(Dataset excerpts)
Segment Open
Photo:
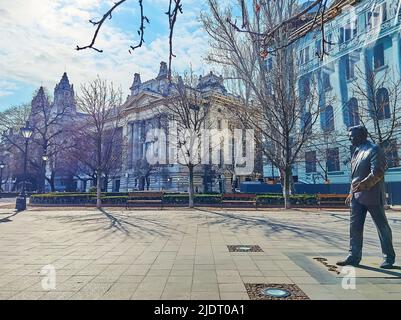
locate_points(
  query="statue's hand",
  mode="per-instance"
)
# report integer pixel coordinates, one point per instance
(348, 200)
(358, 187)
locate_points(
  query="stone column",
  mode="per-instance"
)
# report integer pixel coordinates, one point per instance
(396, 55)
Segment Closed
Segment Open
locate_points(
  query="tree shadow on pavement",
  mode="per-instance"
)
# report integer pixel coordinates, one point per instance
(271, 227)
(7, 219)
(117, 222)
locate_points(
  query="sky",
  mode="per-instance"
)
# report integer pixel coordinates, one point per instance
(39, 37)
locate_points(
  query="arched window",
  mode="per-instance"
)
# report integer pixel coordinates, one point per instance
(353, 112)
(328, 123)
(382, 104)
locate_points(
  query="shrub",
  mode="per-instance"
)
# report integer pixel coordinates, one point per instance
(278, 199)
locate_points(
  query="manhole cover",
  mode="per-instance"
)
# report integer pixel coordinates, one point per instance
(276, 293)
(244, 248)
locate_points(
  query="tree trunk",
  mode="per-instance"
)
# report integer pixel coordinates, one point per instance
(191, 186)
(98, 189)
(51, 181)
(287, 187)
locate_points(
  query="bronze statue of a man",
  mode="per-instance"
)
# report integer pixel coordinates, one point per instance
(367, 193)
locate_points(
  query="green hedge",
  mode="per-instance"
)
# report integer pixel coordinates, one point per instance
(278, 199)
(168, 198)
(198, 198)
Segment Closed
Segment Open
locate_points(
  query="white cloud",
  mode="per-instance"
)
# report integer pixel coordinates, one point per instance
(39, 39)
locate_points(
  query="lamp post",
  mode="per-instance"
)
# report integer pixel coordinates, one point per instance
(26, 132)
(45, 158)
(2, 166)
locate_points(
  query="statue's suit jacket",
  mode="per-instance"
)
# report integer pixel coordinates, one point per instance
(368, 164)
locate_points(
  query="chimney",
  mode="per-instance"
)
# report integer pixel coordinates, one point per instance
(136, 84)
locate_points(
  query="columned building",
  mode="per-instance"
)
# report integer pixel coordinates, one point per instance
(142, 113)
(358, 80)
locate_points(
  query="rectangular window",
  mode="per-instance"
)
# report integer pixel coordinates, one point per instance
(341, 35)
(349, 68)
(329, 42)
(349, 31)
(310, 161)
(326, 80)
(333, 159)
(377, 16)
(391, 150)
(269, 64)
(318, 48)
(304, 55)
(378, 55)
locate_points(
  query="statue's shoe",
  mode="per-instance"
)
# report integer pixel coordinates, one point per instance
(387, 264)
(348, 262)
Segment Closed
_WORK TASK_: Filter the entries above down to the lines that hold the word "window", and copy those lines.

_WRITTEN RESPONSE_:
  query="arched window",
  query="rectangular window",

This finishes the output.